Content starts

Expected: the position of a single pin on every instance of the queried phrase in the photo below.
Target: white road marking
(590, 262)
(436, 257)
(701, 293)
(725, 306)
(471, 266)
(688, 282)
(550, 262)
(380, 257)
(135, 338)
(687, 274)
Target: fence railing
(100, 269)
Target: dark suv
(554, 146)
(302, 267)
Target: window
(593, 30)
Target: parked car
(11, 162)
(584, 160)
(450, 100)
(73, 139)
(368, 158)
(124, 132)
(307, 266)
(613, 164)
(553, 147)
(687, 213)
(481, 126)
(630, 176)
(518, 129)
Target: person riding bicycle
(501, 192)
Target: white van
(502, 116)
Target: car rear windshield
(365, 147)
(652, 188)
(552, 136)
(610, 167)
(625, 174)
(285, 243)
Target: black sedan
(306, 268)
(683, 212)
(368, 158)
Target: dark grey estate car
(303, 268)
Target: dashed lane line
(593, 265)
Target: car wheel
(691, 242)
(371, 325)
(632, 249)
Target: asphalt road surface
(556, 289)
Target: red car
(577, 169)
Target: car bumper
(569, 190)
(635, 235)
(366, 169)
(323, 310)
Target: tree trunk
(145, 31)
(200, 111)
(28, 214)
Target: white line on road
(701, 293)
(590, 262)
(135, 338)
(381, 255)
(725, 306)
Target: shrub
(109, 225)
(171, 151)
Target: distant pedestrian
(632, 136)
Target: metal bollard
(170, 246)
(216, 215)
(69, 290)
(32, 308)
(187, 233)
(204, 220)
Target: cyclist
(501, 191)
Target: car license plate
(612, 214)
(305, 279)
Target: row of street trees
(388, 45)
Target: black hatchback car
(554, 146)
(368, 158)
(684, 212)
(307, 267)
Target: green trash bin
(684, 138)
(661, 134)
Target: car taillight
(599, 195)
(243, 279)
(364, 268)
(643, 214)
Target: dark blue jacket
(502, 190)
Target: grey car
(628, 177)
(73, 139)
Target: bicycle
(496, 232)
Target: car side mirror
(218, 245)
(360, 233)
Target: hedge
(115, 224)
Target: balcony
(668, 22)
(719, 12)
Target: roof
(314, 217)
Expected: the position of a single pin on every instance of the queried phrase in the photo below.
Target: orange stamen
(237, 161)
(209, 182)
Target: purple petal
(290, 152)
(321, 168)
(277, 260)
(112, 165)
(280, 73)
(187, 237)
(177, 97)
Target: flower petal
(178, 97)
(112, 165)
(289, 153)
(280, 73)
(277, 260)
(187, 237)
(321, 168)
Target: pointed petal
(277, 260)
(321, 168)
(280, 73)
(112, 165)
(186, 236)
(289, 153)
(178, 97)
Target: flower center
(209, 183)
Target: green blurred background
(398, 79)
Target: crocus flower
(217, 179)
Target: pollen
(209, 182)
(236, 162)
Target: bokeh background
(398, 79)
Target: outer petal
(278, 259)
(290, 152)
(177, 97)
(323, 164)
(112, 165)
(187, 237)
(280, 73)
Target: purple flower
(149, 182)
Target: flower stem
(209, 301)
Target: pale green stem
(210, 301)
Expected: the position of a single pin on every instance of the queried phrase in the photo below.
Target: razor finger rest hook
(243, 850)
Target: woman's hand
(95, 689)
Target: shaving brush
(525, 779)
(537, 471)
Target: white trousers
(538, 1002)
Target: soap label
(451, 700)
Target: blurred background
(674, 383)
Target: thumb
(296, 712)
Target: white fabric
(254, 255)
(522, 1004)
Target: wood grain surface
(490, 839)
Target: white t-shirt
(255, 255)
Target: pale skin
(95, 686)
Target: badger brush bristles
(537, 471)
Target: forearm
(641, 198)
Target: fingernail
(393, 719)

Content ends

## [THE TASK]
Output the data in full, precisely as it appears above.

## [OUTPUT FOR THIS TASK]
Expected: the position of a single pin on every instance of the queried phrase in the photo below.
Target: white road marking
(590, 262)
(436, 257)
(701, 293)
(725, 306)
(471, 266)
(688, 282)
(550, 262)
(380, 257)
(135, 338)
(687, 274)
Target: fence railing
(100, 269)
Target: dark suv
(554, 146)
(302, 267)
Target: window
(593, 30)
Target: parked car
(11, 162)
(584, 160)
(450, 100)
(73, 139)
(368, 158)
(124, 132)
(307, 266)
(613, 164)
(553, 147)
(687, 213)
(481, 126)
(630, 176)
(518, 129)
Target: person riding bicycle
(501, 192)
Target: white van
(502, 116)
Target: car rear windshield
(365, 147)
(652, 188)
(552, 136)
(610, 167)
(625, 174)
(285, 243)
Target: black sedan
(306, 268)
(683, 212)
(368, 158)
Target: dark grey estate car
(303, 268)
Target: dashed lane line
(593, 265)
Target: car wheel
(691, 242)
(371, 325)
(632, 249)
Target: asphalt road surface
(556, 289)
Target: red car
(577, 169)
Target: car bumper
(569, 190)
(635, 235)
(366, 169)
(323, 310)
Target: tree trunk
(145, 31)
(200, 111)
(28, 214)
Target: white line on road
(701, 293)
(590, 262)
(135, 338)
(381, 255)
(725, 306)
Target: shrub
(109, 225)
(171, 151)
Target: distant pedestrian
(632, 136)
Target: metal bollard
(170, 246)
(216, 215)
(69, 290)
(32, 308)
(187, 233)
(204, 220)
Target: cyclist
(501, 191)
Target: car license plate
(612, 214)
(305, 279)
Target: row of street trees
(388, 45)
Target: black hatchback car
(554, 146)
(368, 158)
(684, 212)
(307, 267)
Target: green trash bin
(684, 138)
(661, 134)
Target: car taillight
(599, 195)
(243, 279)
(364, 268)
(643, 214)
Target: dark blue jacket
(502, 190)
Target: grey car
(628, 177)
(73, 139)
Target: bicycle
(496, 232)
Target: car side mirror
(218, 245)
(360, 233)
Target: hedge
(115, 224)
Target: balcony
(668, 22)
(719, 12)
Target: roof
(314, 217)
Expected: the position of a single pin on every instance of the queried phrase in the photo below.
Target: orange stamen
(237, 161)
(209, 182)
Target: purple petal
(290, 152)
(321, 168)
(277, 260)
(112, 165)
(280, 73)
(187, 237)
(177, 97)
Target: flower petal
(178, 97)
(112, 165)
(289, 153)
(280, 73)
(277, 260)
(187, 237)
(321, 168)
Target: pointed petal
(277, 260)
(321, 168)
(280, 73)
(112, 165)
(186, 236)
(289, 153)
(178, 97)
Target: flower center
(209, 183)
Target: green blurred background
(398, 79)
Target: crocus flower
(217, 179)
Target: pollen
(209, 182)
(236, 162)
Target: bokeh background
(398, 79)
Target: outer petal
(278, 259)
(290, 152)
(177, 97)
(323, 164)
(112, 165)
(187, 237)
(280, 73)
Target: purple flower
(149, 182)
Target: flower stem
(209, 301)
Target: pale green stem
(210, 301)
Expected: the position of a single pin on every instance of the queried phrase in the photo below.
Target: razor finger rest hook
(243, 850)
Target: woman's hand
(95, 689)
Target: shaving brush
(525, 779)
(537, 471)
Target: white trousers
(538, 1002)
Target: soap label
(451, 700)
Target: blurred background
(674, 383)
Target: thumb
(296, 712)
Target: white fabric
(254, 255)
(522, 1004)
Target: wood grain surface
(490, 839)
Target: white t-shirt
(255, 255)
Target: pale skin
(95, 686)
Target: badger brush bristles
(537, 471)
Target: forearm
(641, 198)
Target: fingernail
(393, 719)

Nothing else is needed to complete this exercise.